[Daftar Tugas]
**a.** Sebutkan nomor Surat Keputusan Gubernur Jatim yang dikutip dalam artikel OPOP Jatim.
**b.** Tulis lanjutan artikel OPOP Jatim, dimulai tepat setelah kalimat terakhirnya.
***** Teks Dokumen *****
Surabaya, rakyatdemokrasi.org- Mendengar kata OPOP Jatim yang kepanjangannya "One Pesantren One Produk", mungkin secara pemahaman bahwa hal tersebut adalah sebuah program atau kegiatan.
Namun saat ditelusuri lebih jauh, ternyata OPOP atau One Pesantren One Produk ini bisa dikatakan sebagaimana layaknya Organisasi Masyarakat (Ormas) yang disamarkan dengan bahasa "Tim Penguatan Dan Pengembangan Program".
Hal itu diketahui sebagaiman sesuai dengan Surat Keputusan Gubernur Jatim Nomor : 188/542/KPTS/013/2019 dimana dalam SK tersebut, Gubernur Jawa Timur dalam hal ini memberikan penetapan sebagaimana yang telah termaktub :
Kesatu : Membentuk Tim Penguatan dan Pengembangan Program One Pesantren One Produk (OPOP) Provinsi Jawa Timur dengan susunan keanggotaan sebagaimana tersebut dalam laporan.
Kedua : Menugaskan Tim sebagaimana dimaksud dalam Diktum Kesatu untuk :
-a. melakukan koordinasi dengan lembaga terkait
- b. menyiapkan bahan perencanaan program dan kegiatan penguatan dan pengembangan program OPOP
- c. merumuskan tehnis Penguatan dan pengembangan Program OPOP
- d. menyusun Grand Design penguatan dan pengembangan program OPOP
- e. melaporkan hasil pelaksanaan tugasnya kepada Gubernur Jawa Timur
Ketiga : Membebankan biaya pelaksanaan tugas tim sebagaimana dimaksud dalam Diktum Kedua pada Perubahan Anggaran Pendapatan dan Belanja Daerah Provinsi Jawa Timur, Dinas Koperasi Usaha Kecil dan Menengah Provinsi Jawa Timur TA 2019, Program (08) penyusunan, pengendalian dan evaluasi dokumen pengendalian pemerintah kegiatan (002) Penyusunan Laporan Hasil Pelaksanaan Rencana Program dan Anggaran, Kode Rekening 5.2.2.11.01, serta sumber dana lainnya yang sah dan tidak mengikat.
Sebagai Pembina yang bisa dikatakan sebagai organisasi OPOP adalah Gubernur, wakil Gubernur serta Kepala Perwakilan BI Provinsi Jawa Timur, sedangkan sebagai ketua adalah Sekertaris Daerah Provinsi Jawa Timur (Sekdaprov Jatim).
Hal inilah yang menimbulkan pertanyaan publik, ketika organisasi semacam kepanitiaan namun pelaksanaan kegiatan menggunakan anggaran APBD yang notabene duit rakyat dengan menggunakan berbagai aturan rujukan bahkan berdasarkan SK Gubernur.
***** Data Berikut *****
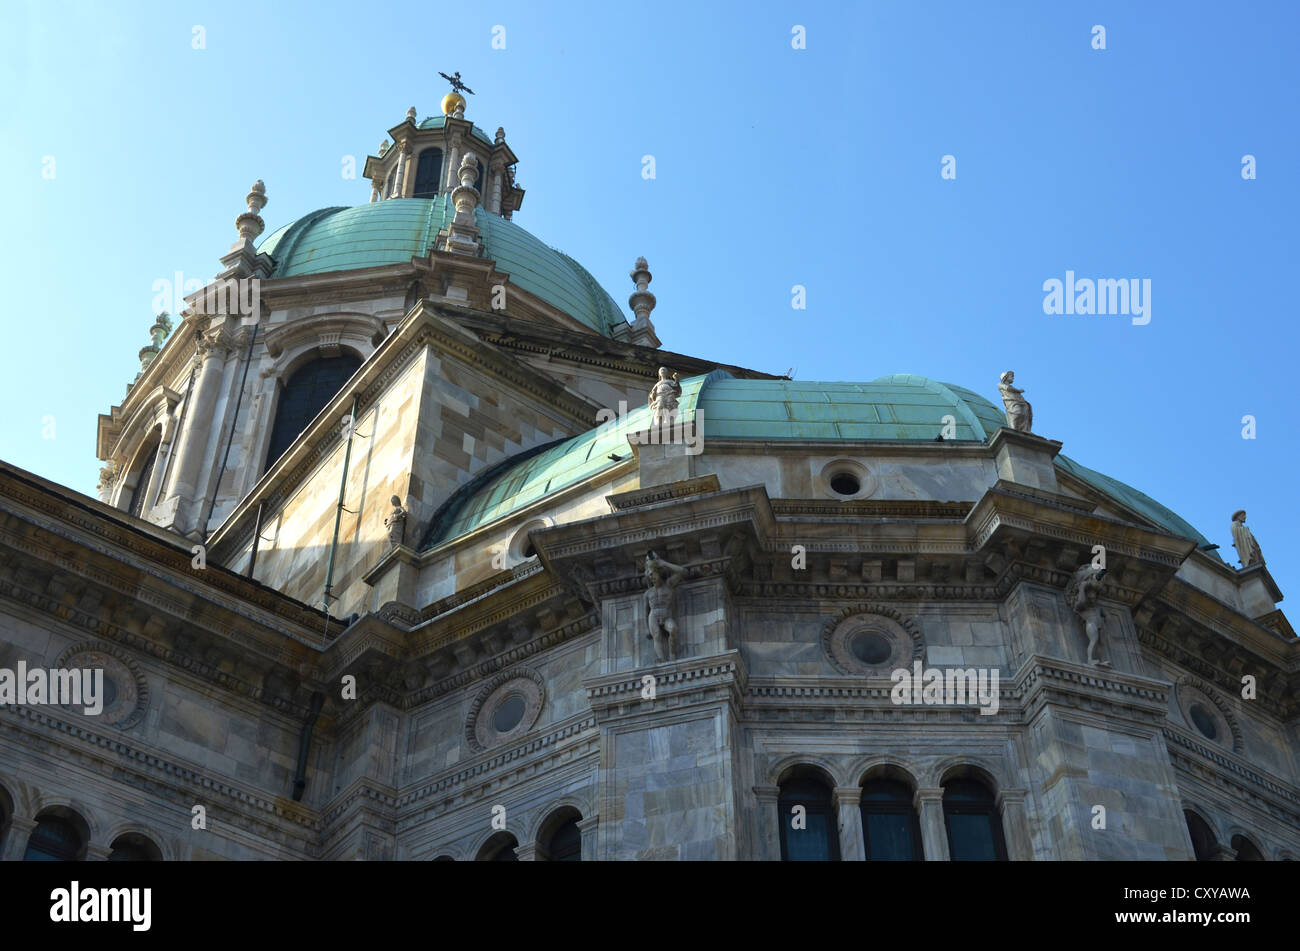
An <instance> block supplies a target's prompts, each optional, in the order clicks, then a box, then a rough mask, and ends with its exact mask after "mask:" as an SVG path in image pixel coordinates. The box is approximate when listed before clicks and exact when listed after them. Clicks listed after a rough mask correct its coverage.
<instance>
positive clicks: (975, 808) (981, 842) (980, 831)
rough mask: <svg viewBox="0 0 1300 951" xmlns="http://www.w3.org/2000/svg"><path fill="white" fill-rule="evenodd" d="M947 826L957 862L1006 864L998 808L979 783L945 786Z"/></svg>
*****
[Hasil Pengerjaan]
**a.** 188/542/KPTS/013/2019

**b.**
Namun sebagai ketua atau selaku pelaksana yang bisa jadi saat ini sebagai pemegang estafet adalah Sekdaprov yang baru dan saat ini sedang menjabat.
Seperti yang telah diketahui, Adhy Karyono selaku Sekdaprov yang baru menjabat, masih menimbulkan pro dan kontra.
Bahkan hingga saat ini masih ada demo penolakan dari aktifis mahasiswa Jatim di KPK, menuntut kasus penyuapan bansos di Kemensos diusut secara tuntas.
Dengan adanya persoalan tersebut, maka tidak menutup kemungkinan, hal itu juga dapat memberikan kesan buruk atas jabatan strategis Adhy Karyono sebagai pemangku kebijakan di organisasi Kepanitian "OPOP" yang lebih mudah dalam penggunaan APBD dengan dalih pelaksanaan program yang dimaksud.
Apalagi, berdasarkan SK tersebut, penggunaan anggaran untuk OPOP ini, sifatnya fleksibel dan tidak mengikat, sehingga sangat rentan terjadi korupsi.
Bahkan berdasarkan narasumber yang dipercaya, penggunaan anggaran untuk pelaksanaan kegiatan pun ketika memakai dana APBD, nilai yang diatas rata-rata diatas Rp.200 juta yang harus dilakukan secara atau dengan metode lelang, namun diduga bisa dipecah sedemikian dan sekecil mungkin, supaya tampak seolah anggaran tersebut menjadi Pengadaan Langsung/Penunjukkan Langsung (PL).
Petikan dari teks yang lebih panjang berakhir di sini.